**Supplied data**:
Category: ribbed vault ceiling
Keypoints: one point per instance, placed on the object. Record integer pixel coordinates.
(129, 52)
--
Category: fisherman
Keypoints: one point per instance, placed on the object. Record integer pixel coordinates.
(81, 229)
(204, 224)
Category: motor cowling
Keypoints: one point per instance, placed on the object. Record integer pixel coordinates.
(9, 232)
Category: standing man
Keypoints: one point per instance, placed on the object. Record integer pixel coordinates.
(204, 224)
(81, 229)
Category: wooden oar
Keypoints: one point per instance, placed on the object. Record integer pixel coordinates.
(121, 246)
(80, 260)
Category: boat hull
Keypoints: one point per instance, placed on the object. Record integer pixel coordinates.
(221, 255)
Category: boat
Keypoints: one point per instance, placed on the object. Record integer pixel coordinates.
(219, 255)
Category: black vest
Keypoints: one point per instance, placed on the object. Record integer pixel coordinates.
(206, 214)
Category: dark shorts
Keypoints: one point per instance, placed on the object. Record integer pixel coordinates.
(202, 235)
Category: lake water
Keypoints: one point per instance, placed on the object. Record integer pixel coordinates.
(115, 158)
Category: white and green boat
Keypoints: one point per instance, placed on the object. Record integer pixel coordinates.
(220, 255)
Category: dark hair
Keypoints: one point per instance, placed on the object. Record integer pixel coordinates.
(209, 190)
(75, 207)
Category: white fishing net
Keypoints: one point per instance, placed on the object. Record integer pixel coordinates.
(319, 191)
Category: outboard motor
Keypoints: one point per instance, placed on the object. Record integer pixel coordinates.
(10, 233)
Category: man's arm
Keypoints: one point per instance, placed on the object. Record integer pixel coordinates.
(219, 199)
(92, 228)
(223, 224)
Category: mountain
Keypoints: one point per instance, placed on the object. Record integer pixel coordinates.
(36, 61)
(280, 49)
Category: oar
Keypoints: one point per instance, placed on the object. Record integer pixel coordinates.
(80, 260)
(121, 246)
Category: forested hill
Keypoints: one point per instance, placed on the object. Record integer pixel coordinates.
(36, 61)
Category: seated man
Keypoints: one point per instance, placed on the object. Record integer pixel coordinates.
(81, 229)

**Exercise directions**:
In the entries above, the lines between the one holding "Category: motor cowling" and the one holding "Category: mountain", inclusive, are to be printed exactly as written, and those alone.

**Output of the task**:
Category: motor cowling
Keypoints: one point per instance, placed on the object. Record integer pixel coordinates.
(9, 232)
Category: standing man
Keypoints: one point per instance, placed on the object. Record integer pixel coordinates.
(204, 224)
(81, 229)
Category: wooden oar
Keypoints: one point per instance, placed on the object. Record integer pixel coordinates.
(121, 246)
(80, 260)
Category: boat hull
Keypoints: one point per instance, placed on the object. Record integer pixel coordinates.
(221, 255)
Category: boat
Keypoints: one point per instance, placed on the object. Record integer pixel coordinates.
(219, 255)
Category: black vest
Keypoints: one point per instance, placed on the object. Record integer pixel coordinates.
(206, 214)
Category: dark shorts
Keypoints: one point per instance, placed on the object. Record integer pixel coordinates.
(202, 235)
Category: lake water
Keypoints: one point per instance, placed on the object. Record integer pixel coordinates.
(115, 158)
Category: white and green boat
Keypoints: one point per instance, placed on the object. Record integer pixel coordinates.
(220, 255)
Category: dark hair
Keypoints: one point per instance, placed on the object. Record integer pixel coordinates.
(209, 190)
(75, 207)
Category: white fishing net
Keypoints: one point per instance, placed on the object. Record integer pixel coordinates.
(319, 191)
Category: outboard motor
Keypoints: one point per instance, placed on the object. Record integer pixel coordinates.
(10, 233)
Category: man's arm
Keypoints: one point per instance, placed on the object. Record integer pixel coordinates.
(219, 199)
(92, 228)
(223, 224)
Category: mountain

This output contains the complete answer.